■ Texto proporcionado ■
========

En los últimos meses, las guerras han vuelto a ocupar los titulares, las redes sociales y hasta las charlas cotidianas. Aunque la atención mediática se concentra sólo en algunos de estos conflictos, la cruda realidad es que hoy existen más de 50 enfrentamientos armados activos en distintas regiones del planeta. Estos no son hechos aislados, sino expresiones de crisis profundas que organismos como la Organización de las Naciones Unidas y diversas instituciones regionales observan, atienden y —en el mejor de los casos— intentan mitigar, la mayor de las veces sin éxito.
Las guerras contemporáneas suelen ser el resultado de una combinación explosiva de factores históricos, políticos, sociales y económicos. En algunos casos, los enfrentamientos se originan en disputas territoriales no resueltas o en rivalidades étnicas y religiosas que han perdurado por generaciones, avivadas por discursos nacionalistas o identitarios. En otros contextos, el malestar económico, la falta de oportunidades y la desigualdad social profunda alimentan el descontento popular, creando un caldo de cultivo propicio para la violencia. Estos factores son muchas veces exacerbados por gobiernos débiles, instituciones frágiles o corruptas, incapaces de brindar seguridad o garantizar justicia, permitiendo así el avance del crimen organizado y de actores armados no estatales.

========

■ Tarea asignada ■
Por favor, transcribe sin cambios el pasaje del texto sobre los conflictos armados que comienza con "En los últimos" y sigue hasta "veces sin éxito.".

========

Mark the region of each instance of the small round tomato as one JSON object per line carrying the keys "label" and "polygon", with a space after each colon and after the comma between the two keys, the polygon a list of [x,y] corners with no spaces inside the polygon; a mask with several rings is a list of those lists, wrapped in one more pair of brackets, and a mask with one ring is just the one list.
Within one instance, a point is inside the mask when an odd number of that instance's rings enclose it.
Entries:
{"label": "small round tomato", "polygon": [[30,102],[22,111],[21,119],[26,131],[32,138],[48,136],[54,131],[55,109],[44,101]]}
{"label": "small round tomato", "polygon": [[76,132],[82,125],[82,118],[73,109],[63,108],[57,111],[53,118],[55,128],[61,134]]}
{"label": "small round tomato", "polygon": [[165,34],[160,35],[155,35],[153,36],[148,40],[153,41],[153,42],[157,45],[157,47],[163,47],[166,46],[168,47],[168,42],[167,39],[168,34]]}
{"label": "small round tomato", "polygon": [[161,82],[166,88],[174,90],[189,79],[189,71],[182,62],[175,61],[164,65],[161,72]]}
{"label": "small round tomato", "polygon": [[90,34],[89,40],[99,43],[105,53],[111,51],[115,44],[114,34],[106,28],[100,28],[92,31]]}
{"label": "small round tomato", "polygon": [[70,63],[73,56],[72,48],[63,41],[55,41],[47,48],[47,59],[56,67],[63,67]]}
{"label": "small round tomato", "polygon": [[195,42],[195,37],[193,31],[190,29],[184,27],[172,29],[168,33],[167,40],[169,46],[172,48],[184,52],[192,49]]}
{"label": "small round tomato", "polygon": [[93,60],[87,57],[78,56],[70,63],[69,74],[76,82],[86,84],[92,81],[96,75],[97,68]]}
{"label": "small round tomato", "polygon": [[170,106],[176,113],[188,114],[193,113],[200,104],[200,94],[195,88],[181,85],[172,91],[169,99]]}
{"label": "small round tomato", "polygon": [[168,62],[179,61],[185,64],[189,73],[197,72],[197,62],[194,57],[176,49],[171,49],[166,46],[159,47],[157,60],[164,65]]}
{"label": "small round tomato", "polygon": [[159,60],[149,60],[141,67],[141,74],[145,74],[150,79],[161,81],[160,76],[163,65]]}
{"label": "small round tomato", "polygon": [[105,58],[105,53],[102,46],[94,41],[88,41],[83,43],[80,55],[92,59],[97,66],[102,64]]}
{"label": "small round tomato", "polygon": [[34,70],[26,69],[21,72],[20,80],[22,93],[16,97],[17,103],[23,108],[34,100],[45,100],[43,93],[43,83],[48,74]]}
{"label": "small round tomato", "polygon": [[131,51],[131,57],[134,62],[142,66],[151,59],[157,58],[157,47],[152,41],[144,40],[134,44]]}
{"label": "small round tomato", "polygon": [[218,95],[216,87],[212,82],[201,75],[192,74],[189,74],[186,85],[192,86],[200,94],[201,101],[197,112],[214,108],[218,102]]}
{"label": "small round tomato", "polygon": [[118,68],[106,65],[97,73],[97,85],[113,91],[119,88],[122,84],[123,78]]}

========

■ Respuesta escrita ■
En los últimos meses, las guerras han vuelto a ocupar los titulares, las redes sociales y hasta las charlas cotidianas. Aunque la atención mediática se concentra sólo en algunos de estos conflictos, la cruda realidad es que hoy existen más de 50 enfrentamientos armados activos en distintas regiones del planeta. Estos no son hechos aislados, sino expresiones de crisis profundas que organismos como la Organización de las Naciones Unidas y diversas instituciones regionales observan, atienden y —en el mejor de los casos— intentan mitigar, la mayor de las veces sin éxito.